▶ [Exercise]
Please answer these questions on the relationship post, one answer a line, numbered to match.
1. How old are the writer and the boyfriend?
2. Why do they sleep in separate rooms?
3. What pets would the writer have to give up to move into a share house?

▶ [Study text]
[Start of Attachment]
I have been thinking that things may be coming to an end with me and my boyfriend.
There is an age gap between us, I'm 25, he's 35. We've been together three and a bit years. It's all a very long story and there are many, many plus points to our relationship. He is a very kind, loving, caring, funny, thoughtful man and I really thought we were perfect for each other. But the last year has killed us a bit. Here are the problems:
- he's very depressed, has no hope for the future, probably bipolar, but will no longer try to improve his mental health. To his credit he has tried everything over the years.
- age gap, he feels old and that his best years are behind him, he reminisces a lot
- I don't like the contact he has/had with his ex, I may have been a rebound, he says I wasn't
- we sleep in separate rooms due to his snoring which he won't try to treat
- as a part of his hopelessness about the future, over the last few months he has changed his mind and says he probably doesn't want kids. He did pre-COVID
- he doesn't think marriage is important
- I feel like he won't commit and he's puts off big things, eg, buying a house
- we barely have sex and now it is maybe every 3 weeks only when we are drunk. He is asexual and I believed I was at one point but we used to have a lot more sex. He has said the reasons he is not in the mood anymore is a fear of getting me pregnant.
- he has lied about things, eg. who/whether he is messaging, what he ate for breakfast, I found condoms in his pocket which he tried to justify in a number of ways.
I don't think I want to be with him forever now. The lying in particular and the changing his mind about children is the key thing. I don't think he is having an affair, but he knows I am less trustful of him and we have had arguments about this
But the biggest issue I have is that I can't rent somewhere else alone because of my low wage, but I can't move into a share house without giving up my pet rabbits and guinea pigs. They need a garden/run/hutches and let's face it, landlords are not likely to allow it.
I love him very much, I really do. And I want it to work but COVID has put such a strain on us that I don't think we can go back. I also don't think I make him happy anymore, and that he is better suited to someone else. I want him to be happy too.
This is my first relationship and I am slowly realising I am quite naïve and clueless.
[End of Attachment]
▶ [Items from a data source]
[Start of Attachment]
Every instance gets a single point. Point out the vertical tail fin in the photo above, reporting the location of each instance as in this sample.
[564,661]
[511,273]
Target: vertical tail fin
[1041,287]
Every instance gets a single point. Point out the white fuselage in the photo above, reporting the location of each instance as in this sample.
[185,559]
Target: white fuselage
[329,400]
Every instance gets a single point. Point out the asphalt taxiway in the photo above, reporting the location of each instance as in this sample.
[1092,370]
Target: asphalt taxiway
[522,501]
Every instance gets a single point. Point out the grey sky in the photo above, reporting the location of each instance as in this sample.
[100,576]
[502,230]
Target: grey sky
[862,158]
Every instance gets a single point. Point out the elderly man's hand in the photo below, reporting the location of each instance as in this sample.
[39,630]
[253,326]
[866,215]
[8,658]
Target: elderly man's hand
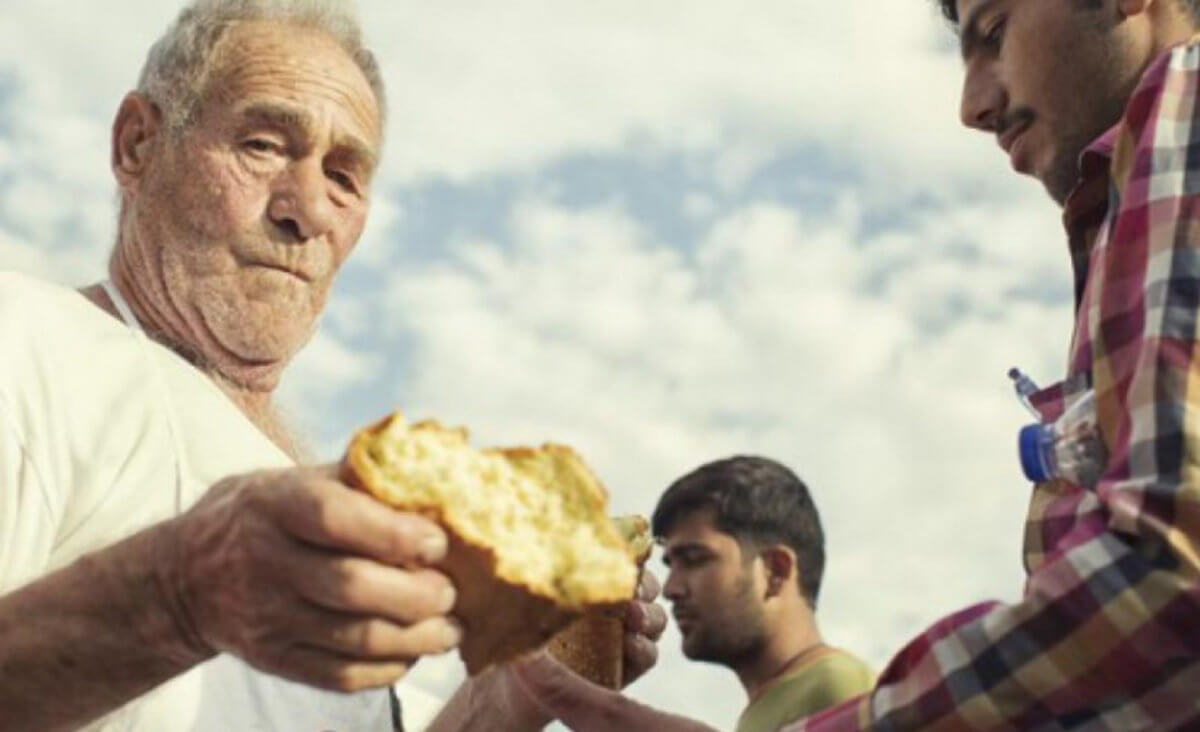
[End of Attachment]
▶ [Solution for this problem]
1. The writer is 25 and the boyfriend is 35.
2. Because of his snoring.
3. Pet rabbits and guinea pigs.